- WHAT IS EXPECTED -
Filter the listing for lines containing "each".

- INPUT DATA -
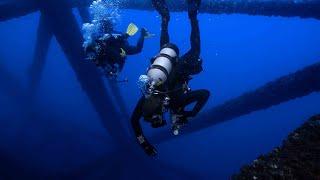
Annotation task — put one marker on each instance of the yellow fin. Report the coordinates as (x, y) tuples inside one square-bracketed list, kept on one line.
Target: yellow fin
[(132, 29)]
--
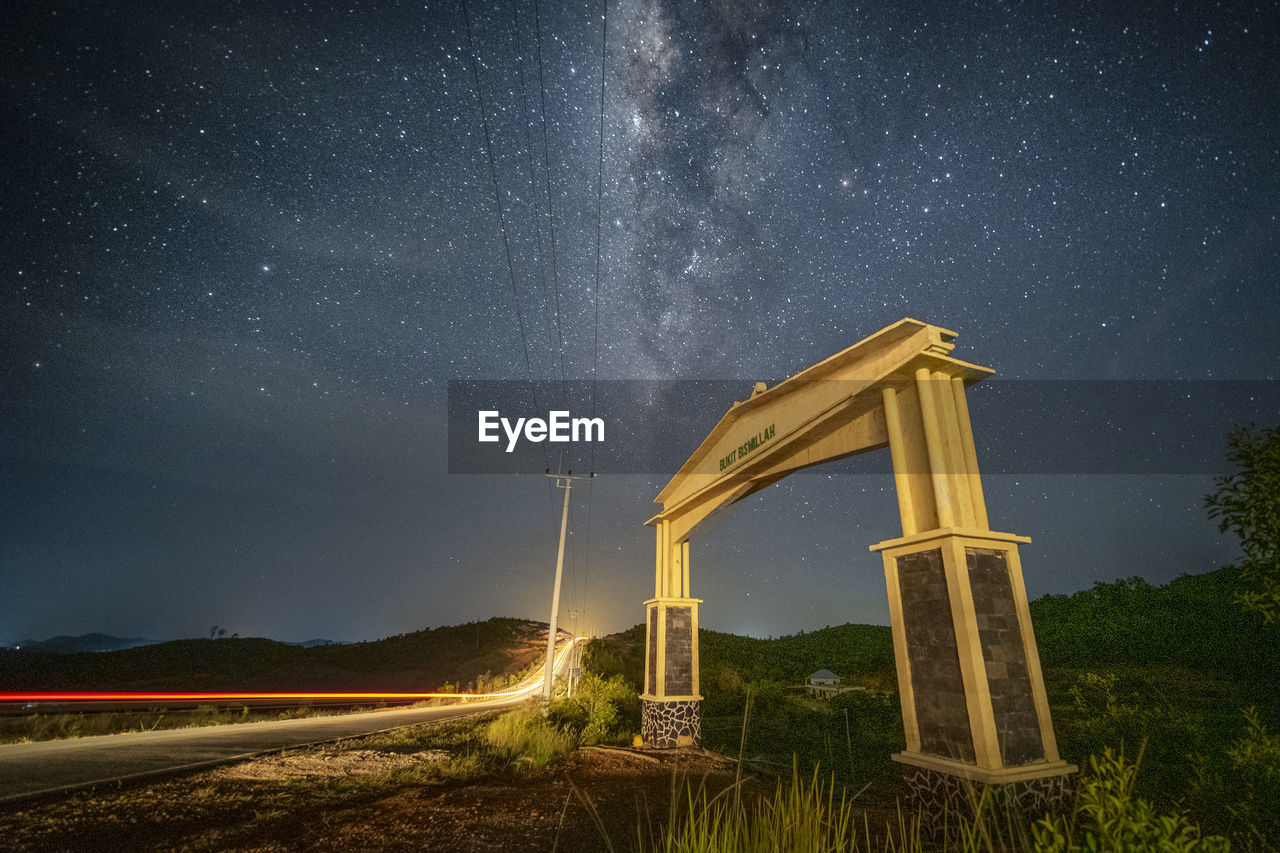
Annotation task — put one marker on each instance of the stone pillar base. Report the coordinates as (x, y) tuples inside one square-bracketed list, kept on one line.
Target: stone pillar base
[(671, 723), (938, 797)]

- RESPONSE -
Annotation task — put one marker on each instance of the yellow fin. Report the coordinates as (x, y) tuples inside one square-bracketed list, kept on one line.
Annotation task — put one marker on each instance of the stone pillar base. Report the coordinates as (x, y) tuples inside one square-bracketed list, kept on one line.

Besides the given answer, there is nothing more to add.